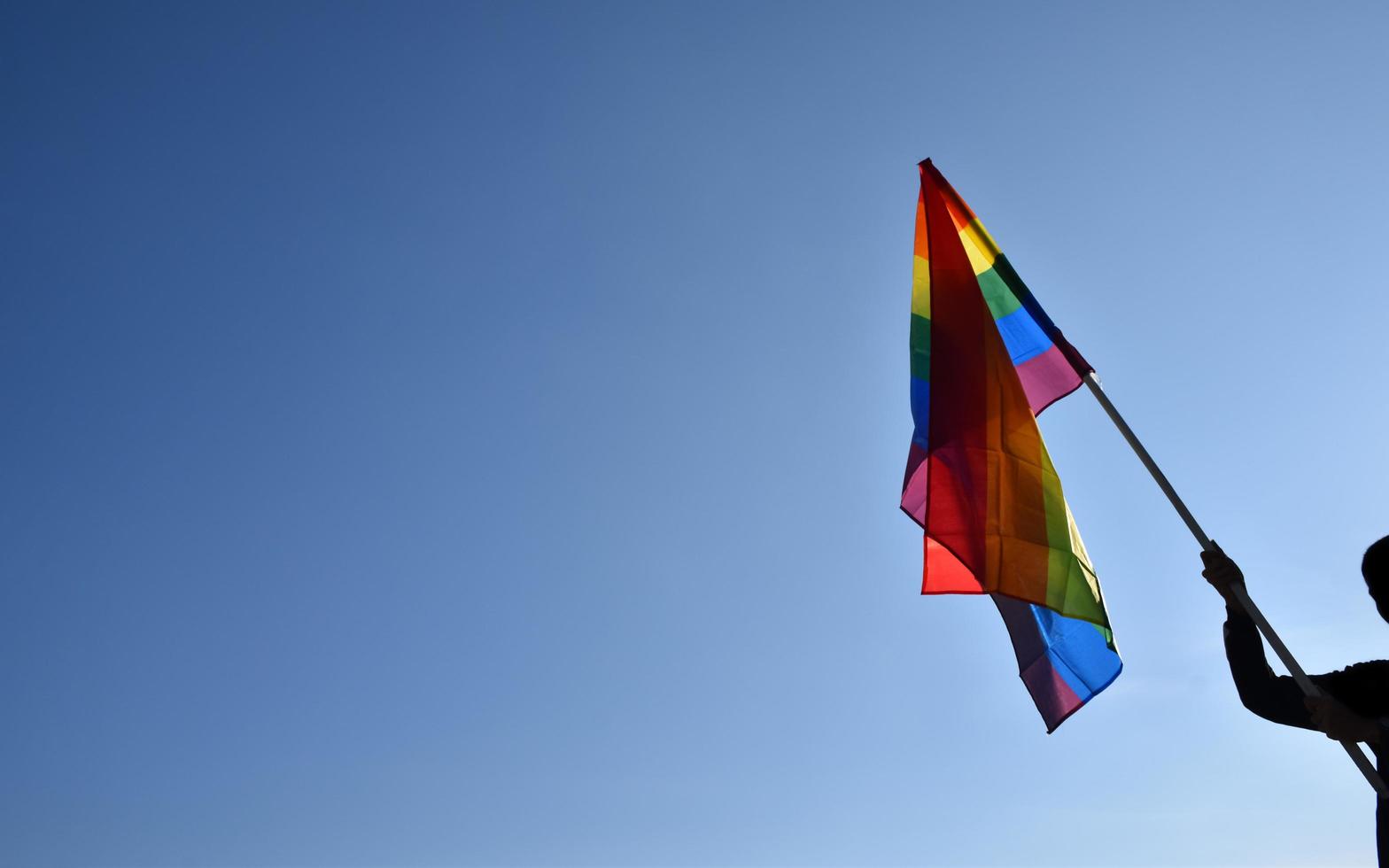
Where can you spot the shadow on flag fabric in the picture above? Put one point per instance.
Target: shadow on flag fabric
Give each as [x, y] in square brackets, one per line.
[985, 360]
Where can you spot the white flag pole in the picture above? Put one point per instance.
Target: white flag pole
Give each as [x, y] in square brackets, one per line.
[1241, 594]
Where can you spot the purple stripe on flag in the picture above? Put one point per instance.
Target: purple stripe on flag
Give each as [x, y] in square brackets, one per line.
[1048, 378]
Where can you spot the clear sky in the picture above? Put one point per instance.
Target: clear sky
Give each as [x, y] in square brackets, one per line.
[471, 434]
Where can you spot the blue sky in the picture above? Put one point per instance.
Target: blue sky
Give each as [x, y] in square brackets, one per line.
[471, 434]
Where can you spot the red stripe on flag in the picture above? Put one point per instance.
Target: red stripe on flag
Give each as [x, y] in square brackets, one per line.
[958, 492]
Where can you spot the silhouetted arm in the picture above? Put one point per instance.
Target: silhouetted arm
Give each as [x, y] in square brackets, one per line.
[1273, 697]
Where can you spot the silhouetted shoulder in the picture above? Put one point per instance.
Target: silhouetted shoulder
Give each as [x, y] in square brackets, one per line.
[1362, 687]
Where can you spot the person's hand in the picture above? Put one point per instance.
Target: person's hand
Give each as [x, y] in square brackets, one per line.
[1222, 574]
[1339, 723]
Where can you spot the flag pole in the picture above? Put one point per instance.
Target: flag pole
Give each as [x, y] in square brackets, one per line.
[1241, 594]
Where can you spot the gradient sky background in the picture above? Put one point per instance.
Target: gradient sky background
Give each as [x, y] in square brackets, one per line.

......

## Exercise directions
Check all the records above and select each line where the string "white" is found.

## The completed task
Where can you spot the white flag pole in the picture above? Put one point per instance.
Target: white flag pole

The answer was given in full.